▶ [Record extracts]:
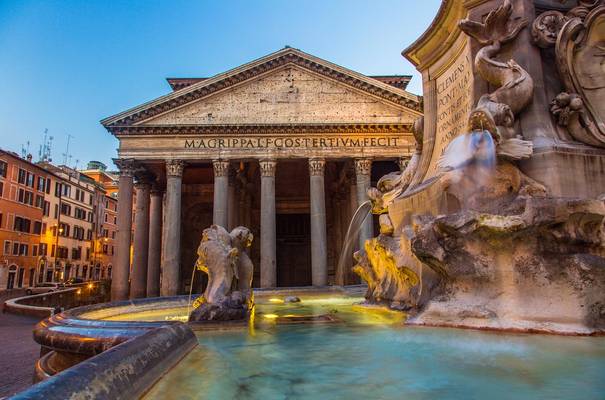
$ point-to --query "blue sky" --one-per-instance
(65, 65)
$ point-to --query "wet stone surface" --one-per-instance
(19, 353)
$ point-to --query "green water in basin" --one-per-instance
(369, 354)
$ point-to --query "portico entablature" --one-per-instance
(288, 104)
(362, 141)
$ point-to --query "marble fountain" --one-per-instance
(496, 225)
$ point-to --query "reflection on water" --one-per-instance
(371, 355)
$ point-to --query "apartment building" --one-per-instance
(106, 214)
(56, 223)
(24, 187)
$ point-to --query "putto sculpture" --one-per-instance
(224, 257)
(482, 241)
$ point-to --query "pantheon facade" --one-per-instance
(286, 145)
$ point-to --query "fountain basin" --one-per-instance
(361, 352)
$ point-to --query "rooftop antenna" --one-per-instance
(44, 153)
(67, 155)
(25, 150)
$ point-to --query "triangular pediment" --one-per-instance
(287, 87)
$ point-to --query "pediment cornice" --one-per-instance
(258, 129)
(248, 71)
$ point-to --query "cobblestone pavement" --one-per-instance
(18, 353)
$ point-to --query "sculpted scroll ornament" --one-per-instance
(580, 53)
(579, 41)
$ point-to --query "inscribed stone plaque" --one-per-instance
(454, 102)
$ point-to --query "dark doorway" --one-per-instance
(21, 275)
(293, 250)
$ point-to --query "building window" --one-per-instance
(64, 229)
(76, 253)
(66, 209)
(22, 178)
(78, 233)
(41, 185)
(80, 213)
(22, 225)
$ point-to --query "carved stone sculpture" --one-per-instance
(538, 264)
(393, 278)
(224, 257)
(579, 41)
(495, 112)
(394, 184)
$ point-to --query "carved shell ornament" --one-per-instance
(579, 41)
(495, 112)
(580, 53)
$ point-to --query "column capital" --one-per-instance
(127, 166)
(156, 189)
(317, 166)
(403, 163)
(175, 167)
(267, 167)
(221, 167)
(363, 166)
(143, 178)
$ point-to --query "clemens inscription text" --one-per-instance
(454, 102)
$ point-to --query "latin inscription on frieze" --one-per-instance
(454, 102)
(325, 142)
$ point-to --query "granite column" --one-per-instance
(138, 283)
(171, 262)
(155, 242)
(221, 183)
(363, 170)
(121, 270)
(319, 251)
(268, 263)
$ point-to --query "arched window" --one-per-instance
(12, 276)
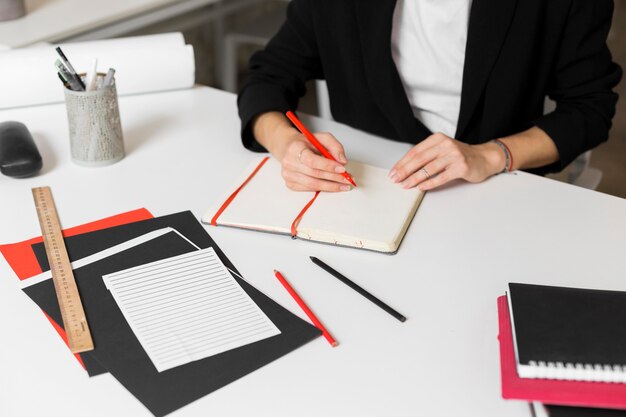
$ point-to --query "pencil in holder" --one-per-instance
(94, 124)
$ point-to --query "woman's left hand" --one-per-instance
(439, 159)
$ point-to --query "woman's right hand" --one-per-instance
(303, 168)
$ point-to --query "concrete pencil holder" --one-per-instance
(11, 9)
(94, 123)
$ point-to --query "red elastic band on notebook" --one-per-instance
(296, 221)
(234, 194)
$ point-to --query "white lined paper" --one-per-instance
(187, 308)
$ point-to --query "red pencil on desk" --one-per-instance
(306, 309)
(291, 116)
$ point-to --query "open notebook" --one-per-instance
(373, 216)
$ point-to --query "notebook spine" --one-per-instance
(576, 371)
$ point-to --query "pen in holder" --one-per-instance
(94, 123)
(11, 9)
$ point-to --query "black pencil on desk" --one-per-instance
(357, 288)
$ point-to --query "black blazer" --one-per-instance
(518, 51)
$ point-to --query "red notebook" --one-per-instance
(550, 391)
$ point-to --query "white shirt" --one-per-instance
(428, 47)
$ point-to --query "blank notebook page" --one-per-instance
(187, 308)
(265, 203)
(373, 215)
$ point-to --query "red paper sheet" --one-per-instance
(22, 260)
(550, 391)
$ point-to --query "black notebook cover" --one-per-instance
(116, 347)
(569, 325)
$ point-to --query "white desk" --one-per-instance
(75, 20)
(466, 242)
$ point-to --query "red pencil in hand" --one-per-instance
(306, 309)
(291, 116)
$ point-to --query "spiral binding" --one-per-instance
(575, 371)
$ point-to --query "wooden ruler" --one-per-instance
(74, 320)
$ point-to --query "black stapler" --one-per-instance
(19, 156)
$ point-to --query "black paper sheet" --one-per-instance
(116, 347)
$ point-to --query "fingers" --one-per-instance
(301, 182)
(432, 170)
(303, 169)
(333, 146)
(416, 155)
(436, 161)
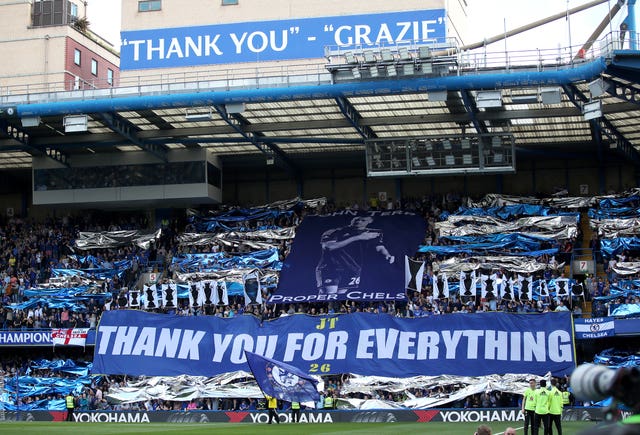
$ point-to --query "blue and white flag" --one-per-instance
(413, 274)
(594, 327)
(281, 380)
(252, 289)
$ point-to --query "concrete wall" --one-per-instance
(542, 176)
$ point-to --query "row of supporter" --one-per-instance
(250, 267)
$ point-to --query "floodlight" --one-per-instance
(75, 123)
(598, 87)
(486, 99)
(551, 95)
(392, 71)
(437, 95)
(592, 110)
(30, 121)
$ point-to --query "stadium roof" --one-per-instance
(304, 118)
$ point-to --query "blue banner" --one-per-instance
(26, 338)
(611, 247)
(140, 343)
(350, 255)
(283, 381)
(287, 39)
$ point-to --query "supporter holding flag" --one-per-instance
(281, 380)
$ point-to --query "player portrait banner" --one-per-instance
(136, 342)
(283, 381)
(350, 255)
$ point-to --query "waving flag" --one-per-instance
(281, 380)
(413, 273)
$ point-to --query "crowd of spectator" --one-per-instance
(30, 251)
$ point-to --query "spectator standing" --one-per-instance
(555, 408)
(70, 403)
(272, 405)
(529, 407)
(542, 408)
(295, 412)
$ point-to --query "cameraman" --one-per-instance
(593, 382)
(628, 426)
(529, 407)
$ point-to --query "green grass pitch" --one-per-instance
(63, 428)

▶ [Directions for this task]:
Except for the pictures, copy every line of the records above exactly.

▶ [Exercise response]:
$ point-to --query "blue sky" --one-per-instance
(65, 65)
$ point-to --query "wet stone surface" --one-per-instance
(19, 353)
$ point-to --query "green water in basin" --one-per-instance
(369, 354)
$ point-to --query "portico entablature" --one-per-instance
(288, 104)
(362, 141)
$ point-to --query "marble fountain" --one-per-instance
(496, 225)
$ point-to --query "reflection on water" --one-per-instance
(371, 355)
$ point-to --query "apartment building" --one-per-instance
(106, 214)
(56, 223)
(24, 187)
$ point-to --query "putto sculpture" --one-per-instance
(224, 257)
(482, 241)
$ point-to --query "pantheon facade" --one-per-instance
(286, 145)
$ point-to --query "fountain basin" --one-per-instance
(361, 352)
$ point-to --query "rooftop antenna" --one-per-instance
(44, 153)
(67, 155)
(25, 150)
$ point-to --query "triangular pediment" --one-per-instance
(287, 87)
$ point-to --query "pediment cornice" --one-per-instance
(258, 129)
(248, 71)
$ point-to --query "cobblestone pavement" --one-per-instance
(18, 353)
$ point-to --query "sculpted scroll ornament" --one-per-instance
(580, 53)
(579, 41)
$ point-to --query "inscribed stone plaque" --one-per-instance
(454, 102)
$ point-to --query "dark doorway" --one-per-instance
(21, 275)
(293, 250)
$ point-to --query "building window" --one-per-instance
(64, 229)
(76, 253)
(66, 209)
(22, 178)
(78, 233)
(41, 185)
(80, 213)
(22, 225)
$ point-to --query "carved stone sculpture" --one-per-instance
(538, 264)
(393, 278)
(224, 257)
(579, 41)
(495, 112)
(394, 184)
$ point-to --query "carved shell ornament" --one-per-instance
(579, 41)
(495, 112)
(580, 53)
$ point-to --query "column capital" --one-per-instance
(127, 166)
(156, 189)
(317, 166)
(403, 163)
(175, 167)
(267, 167)
(221, 167)
(363, 166)
(143, 178)
$ point-to --query "clemens inscription text" --one-per-instance
(454, 102)
$ point-to --query "latin inscription on frieze" --one-per-instance
(454, 102)
(325, 142)
$ point-to --query "granite column" --one-per-instance
(138, 283)
(171, 262)
(155, 242)
(221, 183)
(363, 170)
(121, 270)
(319, 251)
(268, 263)
$ point-to --query "arched window" --one-per-instance
(12, 276)
$ point-to --query "pencil in holder" --one-per-instance
(94, 124)
$ point-to --query "woman's left hand" --one-per-instance
(439, 159)
$ point-to --query "woman's right hand" --one-per-instance
(303, 168)
$ point-to --query "concrete pencil holder" --one-per-instance
(11, 9)
(94, 123)
$ point-to --query "red elastic band on notebook" --one-per-instance
(296, 221)
(234, 194)
$ point-to --query "white lined paper" --one-per-instance
(187, 308)
$ point-to --query "red pencil on desk" --one-per-instance
(306, 309)
(291, 116)
$ point-to --query "open notebook" --one-per-instance
(373, 216)
$ point-to --query "notebook spine" --one-per-instance
(576, 371)
$ point-to --query "pen in holder" --one-per-instance
(94, 123)
(11, 9)
$ point-to --query "black pencil on desk" --one-per-instance
(357, 288)
$ point-to --query "black blazer" --one-per-instance
(518, 51)
$ point-to --query "red notebook" --one-per-instance
(550, 391)
$ point-to --query "white shirt" --one-per-instance
(428, 47)
$ point-to --query "blank notebook page" --one-per-instance
(187, 308)
(265, 203)
(373, 215)
$ point-to --query "red paper sheet" --one-per-instance
(22, 260)
(550, 391)
$ point-to --query "black notebook cover" --one-per-instance
(116, 347)
(569, 325)
$ point-to --query "white desk" --one-per-instance
(75, 20)
(466, 242)
$ point-to --query "red pencil in hand" --one-per-instance
(306, 309)
(291, 116)
$ point-to --query "spiral binding" --one-per-instance
(575, 371)
$ point-to --query "wooden ruler" --one-per-instance
(74, 320)
$ point-to --query "black stapler" --one-per-instance
(19, 156)
$ point-to --query "black paper sheet" --one-per-instance
(116, 347)
$ point-to --query "fingers" --one-per-instance
(301, 182)
(432, 170)
(303, 169)
(333, 146)
(416, 155)
(436, 161)
$ point-to --query "blue and white flag" --one-per-instance
(413, 274)
(594, 327)
(281, 380)
(252, 289)
$ point-to --query "concrete wall" --one-per-instance
(542, 176)
$ point-to --query "row of supporter" --one-per-instance
(250, 267)
$ point-to --query "floodlight" --one-per-instance
(75, 123)
(598, 87)
(486, 99)
(551, 95)
(392, 71)
(437, 95)
(592, 110)
(30, 121)
$ point-to --query "stadium roof" --one-per-instance
(304, 118)
$ point-to --query "blue banner" --one-per-instance
(26, 338)
(611, 247)
(140, 343)
(350, 255)
(283, 381)
(287, 39)
$ point-to --query "supporter holding flag" --one-per-instance
(281, 380)
$ point-to --query "player portrait banner" --one-per-instance
(136, 342)
(283, 381)
(350, 255)
$ point-to --query "waving flag" --one-per-instance
(281, 380)
(413, 273)
$ point-to --query "crowd of spectator" --one-per-instance
(30, 251)
$ point-to --query "spectator standing" --one-per-instance
(555, 408)
(70, 403)
(272, 405)
(529, 407)
(542, 408)
(295, 412)
$ point-to --query "cameraman" --one-per-instance
(593, 382)
(628, 426)
(529, 407)
$ point-to --query "green grass pitch" --one-per-instance
(63, 428)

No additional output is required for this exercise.